### PROBLEM STATEMENT:
Print every item below word for word, with each line unchanged.

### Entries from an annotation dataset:
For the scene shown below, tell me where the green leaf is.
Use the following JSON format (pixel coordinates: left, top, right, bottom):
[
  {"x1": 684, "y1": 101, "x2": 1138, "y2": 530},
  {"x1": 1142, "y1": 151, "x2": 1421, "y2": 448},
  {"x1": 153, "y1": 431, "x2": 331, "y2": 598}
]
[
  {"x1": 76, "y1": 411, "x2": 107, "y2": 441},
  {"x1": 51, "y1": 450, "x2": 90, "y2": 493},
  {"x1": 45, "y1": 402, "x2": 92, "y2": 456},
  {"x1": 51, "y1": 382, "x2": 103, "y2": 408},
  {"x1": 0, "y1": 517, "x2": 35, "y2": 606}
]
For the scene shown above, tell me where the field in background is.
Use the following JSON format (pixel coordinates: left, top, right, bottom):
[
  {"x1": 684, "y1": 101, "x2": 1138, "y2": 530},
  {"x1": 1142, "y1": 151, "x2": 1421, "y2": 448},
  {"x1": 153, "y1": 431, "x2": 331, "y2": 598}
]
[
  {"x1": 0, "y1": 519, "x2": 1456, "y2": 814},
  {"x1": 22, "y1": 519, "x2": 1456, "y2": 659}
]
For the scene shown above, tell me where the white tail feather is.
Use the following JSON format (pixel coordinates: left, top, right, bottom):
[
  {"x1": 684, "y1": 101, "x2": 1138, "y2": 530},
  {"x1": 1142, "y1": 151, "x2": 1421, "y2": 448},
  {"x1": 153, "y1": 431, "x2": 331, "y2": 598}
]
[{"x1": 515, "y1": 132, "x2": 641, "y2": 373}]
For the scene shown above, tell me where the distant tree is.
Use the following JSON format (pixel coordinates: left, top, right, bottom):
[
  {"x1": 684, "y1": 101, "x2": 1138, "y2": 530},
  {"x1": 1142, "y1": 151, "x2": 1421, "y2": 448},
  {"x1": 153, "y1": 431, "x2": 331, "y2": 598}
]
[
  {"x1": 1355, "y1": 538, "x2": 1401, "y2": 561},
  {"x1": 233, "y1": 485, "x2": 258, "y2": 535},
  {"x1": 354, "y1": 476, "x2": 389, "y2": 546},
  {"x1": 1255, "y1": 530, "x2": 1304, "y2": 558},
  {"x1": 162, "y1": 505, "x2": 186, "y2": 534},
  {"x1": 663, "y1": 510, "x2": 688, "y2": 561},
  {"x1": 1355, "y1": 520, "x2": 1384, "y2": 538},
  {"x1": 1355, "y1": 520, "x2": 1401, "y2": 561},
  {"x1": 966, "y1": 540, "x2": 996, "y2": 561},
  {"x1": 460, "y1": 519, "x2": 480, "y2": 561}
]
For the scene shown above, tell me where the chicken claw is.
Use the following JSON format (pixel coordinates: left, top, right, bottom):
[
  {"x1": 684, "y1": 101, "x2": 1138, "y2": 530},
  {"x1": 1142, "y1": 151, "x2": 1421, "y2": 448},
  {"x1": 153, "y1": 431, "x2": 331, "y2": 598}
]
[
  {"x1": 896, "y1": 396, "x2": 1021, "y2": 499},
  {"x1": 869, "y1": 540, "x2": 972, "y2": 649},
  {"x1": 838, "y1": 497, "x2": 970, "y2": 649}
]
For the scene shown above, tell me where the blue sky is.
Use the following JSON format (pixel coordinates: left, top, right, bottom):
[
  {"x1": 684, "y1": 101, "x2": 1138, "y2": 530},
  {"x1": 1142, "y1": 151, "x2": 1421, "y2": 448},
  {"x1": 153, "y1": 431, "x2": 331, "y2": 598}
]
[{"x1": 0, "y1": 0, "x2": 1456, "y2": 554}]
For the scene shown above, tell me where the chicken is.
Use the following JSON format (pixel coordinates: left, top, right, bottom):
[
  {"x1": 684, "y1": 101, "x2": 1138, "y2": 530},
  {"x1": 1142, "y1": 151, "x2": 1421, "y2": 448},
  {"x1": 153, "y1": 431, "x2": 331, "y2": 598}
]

### FINISHED TASK:
For the scene shown below, tell me where the green leaf is.
Use the following JSON format (pixel coordinates: left, top, right, bottom):
[
  {"x1": 684, "y1": 101, "x2": 1138, "y2": 530},
  {"x1": 1142, "y1": 151, "x2": 1421, "y2": 448},
  {"x1": 153, "y1": 431, "x2": 331, "y2": 598}
]
[
  {"x1": 76, "y1": 411, "x2": 107, "y2": 441},
  {"x1": 51, "y1": 450, "x2": 90, "y2": 493},
  {"x1": 45, "y1": 402, "x2": 92, "y2": 456},
  {"x1": 51, "y1": 382, "x2": 103, "y2": 408},
  {"x1": 0, "y1": 517, "x2": 35, "y2": 606}
]
For the scene shown above, tell me where the field in background is.
Use the following JSON format (pixel coordinates: left, top, right, bottom):
[
  {"x1": 684, "y1": 101, "x2": 1138, "y2": 530},
  {"x1": 1142, "y1": 151, "x2": 1421, "y2": 448},
  {"x1": 153, "y1": 431, "x2": 331, "y2": 598}
]
[
  {"x1": 0, "y1": 519, "x2": 1456, "y2": 814},
  {"x1": 22, "y1": 519, "x2": 1456, "y2": 659}
]
For the scene shown above, tell me where the white tail feather is.
Use the following JSON format (pixel coordinates: left, top, right, bottom):
[
  {"x1": 684, "y1": 101, "x2": 1138, "y2": 530},
  {"x1": 1142, "y1": 151, "x2": 1421, "y2": 448},
  {"x1": 153, "y1": 431, "x2": 331, "y2": 598}
]
[{"x1": 515, "y1": 132, "x2": 641, "y2": 373}]
For the scene shown above, tell me where the distant tree is.
Use the following JSON format (pixel coordinates: left, top, right, bottom):
[
  {"x1": 684, "y1": 101, "x2": 1138, "y2": 530},
  {"x1": 1142, "y1": 151, "x2": 1421, "y2": 448},
  {"x1": 153, "y1": 431, "x2": 331, "y2": 598}
]
[
  {"x1": 1355, "y1": 538, "x2": 1401, "y2": 561},
  {"x1": 233, "y1": 485, "x2": 258, "y2": 535},
  {"x1": 354, "y1": 476, "x2": 389, "y2": 546},
  {"x1": 1255, "y1": 530, "x2": 1304, "y2": 558},
  {"x1": 162, "y1": 505, "x2": 186, "y2": 534},
  {"x1": 663, "y1": 510, "x2": 688, "y2": 561},
  {"x1": 1355, "y1": 520, "x2": 1384, "y2": 538},
  {"x1": 1355, "y1": 520, "x2": 1401, "y2": 561},
  {"x1": 966, "y1": 540, "x2": 996, "y2": 561},
  {"x1": 460, "y1": 519, "x2": 480, "y2": 561}
]
For the scene shown above, tell me where the chicken claw is.
Use the following JSON format (pixel coordinates: left, top, right, bottom):
[
  {"x1": 684, "y1": 101, "x2": 1138, "y2": 530},
  {"x1": 1142, "y1": 151, "x2": 1421, "y2": 448},
  {"x1": 153, "y1": 431, "x2": 331, "y2": 598}
]
[
  {"x1": 896, "y1": 396, "x2": 1021, "y2": 499},
  {"x1": 869, "y1": 540, "x2": 972, "y2": 649},
  {"x1": 838, "y1": 497, "x2": 970, "y2": 649}
]
For the scene shown above, tell me where the blue sky is.
Use the following JSON format (pixel coordinates: left, top, right, bottom):
[
  {"x1": 684, "y1": 101, "x2": 1138, "y2": 530},
  {"x1": 1142, "y1": 151, "x2": 1421, "y2": 448},
  {"x1": 153, "y1": 431, "x2": 331, "y2": 598}
]
[{"x1": 0, "y1": 0, "x2": 1456, "y2": 554}]
For the scene shown above, tell me where the chicken is.
Use the following JSON format (pixel coordinates: left, top, right, bottom):
[
  {"x1": 684, "y1": 101, "x2": 1138, "y2": 530},
  {"x1": 1142, "y1": 151, "x2": 1421, "y2": 448},
  {"x1": 153, "y1": 431, "x2": 331, "y2": 598}
]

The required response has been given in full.